* **GIVEN INSTRUCTION**
Write each line exactly as it stands, from the line containing "Where can the rough" through the end of the data.

* **SUPPLIED DATA**
— start —
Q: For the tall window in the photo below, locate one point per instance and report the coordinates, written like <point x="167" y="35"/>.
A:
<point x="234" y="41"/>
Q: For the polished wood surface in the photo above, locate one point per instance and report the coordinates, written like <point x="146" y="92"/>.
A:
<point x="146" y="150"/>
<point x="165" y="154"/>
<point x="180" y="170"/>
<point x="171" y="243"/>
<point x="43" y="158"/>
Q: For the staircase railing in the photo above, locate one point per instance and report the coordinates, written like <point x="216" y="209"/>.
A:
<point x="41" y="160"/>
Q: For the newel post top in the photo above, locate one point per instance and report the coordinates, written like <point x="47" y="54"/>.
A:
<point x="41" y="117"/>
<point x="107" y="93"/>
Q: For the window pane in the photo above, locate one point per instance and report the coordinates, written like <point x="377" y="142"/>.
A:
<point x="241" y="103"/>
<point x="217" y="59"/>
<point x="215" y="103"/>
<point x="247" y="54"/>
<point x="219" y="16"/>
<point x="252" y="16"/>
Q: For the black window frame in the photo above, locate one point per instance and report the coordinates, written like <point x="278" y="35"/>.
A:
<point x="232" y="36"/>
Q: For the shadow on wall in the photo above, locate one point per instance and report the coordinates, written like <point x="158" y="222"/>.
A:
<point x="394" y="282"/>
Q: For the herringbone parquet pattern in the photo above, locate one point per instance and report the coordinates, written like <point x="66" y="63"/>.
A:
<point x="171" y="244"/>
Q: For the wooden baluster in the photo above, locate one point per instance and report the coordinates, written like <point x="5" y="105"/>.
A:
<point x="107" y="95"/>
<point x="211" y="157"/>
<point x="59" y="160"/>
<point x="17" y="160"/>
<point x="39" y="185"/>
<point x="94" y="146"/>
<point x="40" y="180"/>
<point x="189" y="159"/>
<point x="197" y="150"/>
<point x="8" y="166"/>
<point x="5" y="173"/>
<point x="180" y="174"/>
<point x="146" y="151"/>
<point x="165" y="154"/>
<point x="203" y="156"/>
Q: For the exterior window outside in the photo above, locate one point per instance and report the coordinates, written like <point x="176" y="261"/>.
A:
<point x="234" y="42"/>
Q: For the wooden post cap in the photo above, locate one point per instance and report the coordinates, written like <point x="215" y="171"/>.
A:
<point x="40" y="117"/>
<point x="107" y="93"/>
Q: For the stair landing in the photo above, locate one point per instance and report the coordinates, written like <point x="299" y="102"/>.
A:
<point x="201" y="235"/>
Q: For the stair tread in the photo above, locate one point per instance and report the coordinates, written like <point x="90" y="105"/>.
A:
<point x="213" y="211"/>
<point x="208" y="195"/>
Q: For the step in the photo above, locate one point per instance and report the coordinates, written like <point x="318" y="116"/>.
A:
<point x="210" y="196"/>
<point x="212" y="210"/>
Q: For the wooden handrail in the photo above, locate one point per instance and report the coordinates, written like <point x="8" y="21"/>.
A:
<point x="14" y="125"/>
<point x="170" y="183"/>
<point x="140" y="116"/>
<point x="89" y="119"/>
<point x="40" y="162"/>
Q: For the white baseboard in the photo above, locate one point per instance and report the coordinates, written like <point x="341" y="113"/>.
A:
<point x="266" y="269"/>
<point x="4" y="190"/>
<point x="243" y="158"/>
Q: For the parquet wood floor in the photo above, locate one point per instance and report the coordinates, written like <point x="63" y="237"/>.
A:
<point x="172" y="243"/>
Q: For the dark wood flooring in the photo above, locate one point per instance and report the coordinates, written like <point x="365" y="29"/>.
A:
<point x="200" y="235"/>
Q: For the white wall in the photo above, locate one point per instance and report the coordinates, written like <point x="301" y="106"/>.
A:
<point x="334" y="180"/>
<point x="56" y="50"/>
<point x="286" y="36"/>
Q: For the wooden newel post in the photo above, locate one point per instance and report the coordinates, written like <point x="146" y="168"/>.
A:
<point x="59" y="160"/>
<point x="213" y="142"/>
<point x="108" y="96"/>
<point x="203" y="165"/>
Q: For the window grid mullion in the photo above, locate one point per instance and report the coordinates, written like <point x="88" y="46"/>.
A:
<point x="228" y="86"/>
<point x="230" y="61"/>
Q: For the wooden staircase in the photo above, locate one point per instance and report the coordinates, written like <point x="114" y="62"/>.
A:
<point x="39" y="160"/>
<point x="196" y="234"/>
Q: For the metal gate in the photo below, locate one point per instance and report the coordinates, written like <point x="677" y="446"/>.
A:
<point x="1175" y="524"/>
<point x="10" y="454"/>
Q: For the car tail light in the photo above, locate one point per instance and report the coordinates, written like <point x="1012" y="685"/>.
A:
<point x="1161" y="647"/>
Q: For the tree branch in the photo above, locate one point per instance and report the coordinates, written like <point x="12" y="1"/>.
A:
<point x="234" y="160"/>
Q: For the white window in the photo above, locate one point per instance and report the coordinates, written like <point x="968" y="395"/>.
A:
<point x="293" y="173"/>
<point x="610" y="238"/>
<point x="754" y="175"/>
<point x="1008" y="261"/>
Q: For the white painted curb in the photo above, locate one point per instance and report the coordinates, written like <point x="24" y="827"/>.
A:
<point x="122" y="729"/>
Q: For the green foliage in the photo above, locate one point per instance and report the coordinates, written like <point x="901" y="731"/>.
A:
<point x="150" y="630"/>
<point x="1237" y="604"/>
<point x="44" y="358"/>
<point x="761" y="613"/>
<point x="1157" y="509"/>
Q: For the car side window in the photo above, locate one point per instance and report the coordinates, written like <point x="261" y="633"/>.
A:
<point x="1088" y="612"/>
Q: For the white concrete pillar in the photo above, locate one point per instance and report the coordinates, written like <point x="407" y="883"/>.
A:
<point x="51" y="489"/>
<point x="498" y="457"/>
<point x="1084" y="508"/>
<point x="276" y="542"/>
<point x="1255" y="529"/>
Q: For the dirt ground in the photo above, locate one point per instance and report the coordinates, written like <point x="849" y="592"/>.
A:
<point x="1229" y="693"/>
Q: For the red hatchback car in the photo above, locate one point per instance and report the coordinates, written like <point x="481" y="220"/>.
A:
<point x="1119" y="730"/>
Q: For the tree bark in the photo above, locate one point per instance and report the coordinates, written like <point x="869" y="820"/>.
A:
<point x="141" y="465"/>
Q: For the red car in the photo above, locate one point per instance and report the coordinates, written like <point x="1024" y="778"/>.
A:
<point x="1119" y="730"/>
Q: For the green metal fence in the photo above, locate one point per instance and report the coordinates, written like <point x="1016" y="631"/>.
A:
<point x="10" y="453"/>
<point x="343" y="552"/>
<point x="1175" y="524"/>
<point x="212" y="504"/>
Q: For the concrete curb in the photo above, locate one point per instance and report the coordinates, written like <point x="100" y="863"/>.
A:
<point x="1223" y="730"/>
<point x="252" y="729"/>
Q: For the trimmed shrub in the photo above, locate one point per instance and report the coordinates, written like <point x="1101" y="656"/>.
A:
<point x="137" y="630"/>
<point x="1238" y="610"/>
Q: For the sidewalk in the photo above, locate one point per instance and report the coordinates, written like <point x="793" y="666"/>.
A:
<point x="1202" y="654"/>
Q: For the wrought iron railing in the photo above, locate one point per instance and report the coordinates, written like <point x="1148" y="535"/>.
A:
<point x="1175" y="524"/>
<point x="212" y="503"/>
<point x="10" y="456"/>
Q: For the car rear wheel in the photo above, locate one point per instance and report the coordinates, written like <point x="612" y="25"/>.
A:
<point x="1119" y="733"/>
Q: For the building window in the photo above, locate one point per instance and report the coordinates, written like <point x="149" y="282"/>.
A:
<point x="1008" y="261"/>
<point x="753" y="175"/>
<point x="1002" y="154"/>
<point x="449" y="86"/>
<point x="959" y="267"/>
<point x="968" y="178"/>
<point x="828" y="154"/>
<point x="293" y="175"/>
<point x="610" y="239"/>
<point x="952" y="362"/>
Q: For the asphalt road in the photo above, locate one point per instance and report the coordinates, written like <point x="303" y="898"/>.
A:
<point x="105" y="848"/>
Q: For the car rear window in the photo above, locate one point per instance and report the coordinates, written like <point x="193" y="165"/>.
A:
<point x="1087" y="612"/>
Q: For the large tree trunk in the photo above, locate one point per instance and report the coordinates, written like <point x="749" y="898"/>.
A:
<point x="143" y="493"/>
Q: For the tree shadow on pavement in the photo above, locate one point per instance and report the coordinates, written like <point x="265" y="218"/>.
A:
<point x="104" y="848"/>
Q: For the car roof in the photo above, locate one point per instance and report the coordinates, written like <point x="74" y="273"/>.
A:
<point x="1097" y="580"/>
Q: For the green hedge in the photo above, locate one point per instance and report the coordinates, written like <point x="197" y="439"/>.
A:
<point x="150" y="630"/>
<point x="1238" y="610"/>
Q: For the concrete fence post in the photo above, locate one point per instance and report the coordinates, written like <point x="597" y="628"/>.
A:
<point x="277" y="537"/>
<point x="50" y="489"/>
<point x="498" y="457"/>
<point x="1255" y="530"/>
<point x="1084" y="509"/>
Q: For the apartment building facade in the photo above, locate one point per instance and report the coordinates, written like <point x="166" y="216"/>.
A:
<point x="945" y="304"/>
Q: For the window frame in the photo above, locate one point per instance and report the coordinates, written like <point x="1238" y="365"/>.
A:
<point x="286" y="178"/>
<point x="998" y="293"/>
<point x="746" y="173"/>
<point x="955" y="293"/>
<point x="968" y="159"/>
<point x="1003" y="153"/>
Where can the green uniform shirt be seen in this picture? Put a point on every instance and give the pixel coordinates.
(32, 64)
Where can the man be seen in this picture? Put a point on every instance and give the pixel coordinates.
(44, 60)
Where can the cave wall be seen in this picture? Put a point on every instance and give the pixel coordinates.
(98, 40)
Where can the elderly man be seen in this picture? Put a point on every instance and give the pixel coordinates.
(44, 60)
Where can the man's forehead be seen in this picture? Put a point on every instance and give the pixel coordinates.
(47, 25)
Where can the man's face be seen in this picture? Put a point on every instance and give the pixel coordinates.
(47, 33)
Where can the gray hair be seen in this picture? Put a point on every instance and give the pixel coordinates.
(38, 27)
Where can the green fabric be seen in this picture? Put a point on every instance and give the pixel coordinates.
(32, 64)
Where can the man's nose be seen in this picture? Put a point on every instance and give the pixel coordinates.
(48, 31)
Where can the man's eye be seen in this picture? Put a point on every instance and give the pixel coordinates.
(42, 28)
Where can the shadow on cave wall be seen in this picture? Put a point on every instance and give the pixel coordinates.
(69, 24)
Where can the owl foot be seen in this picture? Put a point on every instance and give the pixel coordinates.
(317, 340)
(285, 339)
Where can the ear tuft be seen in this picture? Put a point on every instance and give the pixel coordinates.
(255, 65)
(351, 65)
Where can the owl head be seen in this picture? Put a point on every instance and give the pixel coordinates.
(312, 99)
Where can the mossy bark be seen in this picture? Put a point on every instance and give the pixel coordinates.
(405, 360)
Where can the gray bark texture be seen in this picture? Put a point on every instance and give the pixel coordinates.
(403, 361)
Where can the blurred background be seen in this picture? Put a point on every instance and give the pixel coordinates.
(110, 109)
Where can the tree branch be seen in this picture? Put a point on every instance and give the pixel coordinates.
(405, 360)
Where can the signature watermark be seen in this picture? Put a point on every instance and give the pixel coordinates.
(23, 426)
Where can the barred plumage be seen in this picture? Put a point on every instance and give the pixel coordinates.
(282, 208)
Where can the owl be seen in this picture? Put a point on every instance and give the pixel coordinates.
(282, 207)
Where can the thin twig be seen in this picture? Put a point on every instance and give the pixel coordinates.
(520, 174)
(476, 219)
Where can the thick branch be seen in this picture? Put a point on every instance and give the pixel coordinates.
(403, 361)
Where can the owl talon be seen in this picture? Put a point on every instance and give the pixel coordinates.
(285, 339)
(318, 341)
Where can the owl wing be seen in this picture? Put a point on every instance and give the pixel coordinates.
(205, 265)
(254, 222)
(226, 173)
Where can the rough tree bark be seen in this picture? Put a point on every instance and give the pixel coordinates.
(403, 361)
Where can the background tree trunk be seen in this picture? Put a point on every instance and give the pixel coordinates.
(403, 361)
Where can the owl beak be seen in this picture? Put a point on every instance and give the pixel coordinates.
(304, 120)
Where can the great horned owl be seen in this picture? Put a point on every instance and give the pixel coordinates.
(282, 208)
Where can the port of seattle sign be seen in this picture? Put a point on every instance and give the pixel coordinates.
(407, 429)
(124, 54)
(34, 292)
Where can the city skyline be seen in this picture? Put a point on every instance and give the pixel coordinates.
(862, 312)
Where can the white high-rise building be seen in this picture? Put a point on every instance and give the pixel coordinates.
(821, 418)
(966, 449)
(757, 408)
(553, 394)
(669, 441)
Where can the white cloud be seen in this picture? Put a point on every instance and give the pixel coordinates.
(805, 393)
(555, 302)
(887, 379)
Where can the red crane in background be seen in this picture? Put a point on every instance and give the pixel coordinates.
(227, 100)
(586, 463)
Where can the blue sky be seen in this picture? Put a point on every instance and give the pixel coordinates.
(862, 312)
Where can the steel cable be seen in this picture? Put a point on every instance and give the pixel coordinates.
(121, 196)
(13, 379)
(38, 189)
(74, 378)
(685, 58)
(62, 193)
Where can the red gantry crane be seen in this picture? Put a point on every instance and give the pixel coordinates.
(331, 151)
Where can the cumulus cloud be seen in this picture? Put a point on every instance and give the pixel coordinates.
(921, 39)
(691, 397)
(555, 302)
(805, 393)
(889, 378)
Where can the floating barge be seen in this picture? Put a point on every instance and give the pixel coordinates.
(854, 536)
— end —
* **FULL OUTPUT**
Where can the rough tree bark be seen in this picture? Put a point on every instance and give the pixel coordinates.
(403, 361)
Where can the background tree trunk be seen in this picture? Put a point on every instance and give the pixel coordinates.
(403, 361)
Where can the owl beak be seen in this picture? Put a point on every instance and give the pixel coordinates.
(304, 120)
Where can the great horned owl be seen in this picture? Put a point on every instance and give the pixel coordinates.
(282, 208)
Where can the port of seattle sign be seen in this picture? Put a point on every instance and give the pixel coordinates.
(407, 429)
(124, 54)
(34, 292)
Where can the city skyline be seen in this picture? Put a point on every instance and give the pixel coordinates.
(862, 312)
Where can the white high-rise building be seen in this picture? Put a point on every instance and give the pixel coordinates.
(821, 418)
(966, 449)
(757, 408)
(553, 394)
(669, 441)
Where can the white cloud be seen in this picture? Put a point on every instance and give the pixel coordinates.
(805, 393)
(555, 302)
(887, 379)
Where can the red crane in background be seen in this picture? Put a point on every instance and give the pixel coordinates.
(227, 100)
(586, 463)
Where can the blue sky be seen in this picture? Put a point on every instance and give the pixel coordinates.
(862, 312)
Where can the steel cable be seen in this picture? Put a point on every instance and give the pixel coordinates.
(121, 196)
(13, 379)
(38, 189)
(74, 378)
(685, 58)
(62, 193)
Where can the red gantry crane be seen in this picture? Put a point on every instance and give the pixel coordinates.
(331, 151)
Where can the cumulus cloud be seen in this picture? Put a point on every instance and give the pixel coordinates.
(921, 39)
(691, 397)
(555, 302)
(805, 393)
(889, 378)
Where can the floating barge be seen in this picture? Put a point on every instance and give the pixel coordinates.
(854, 536)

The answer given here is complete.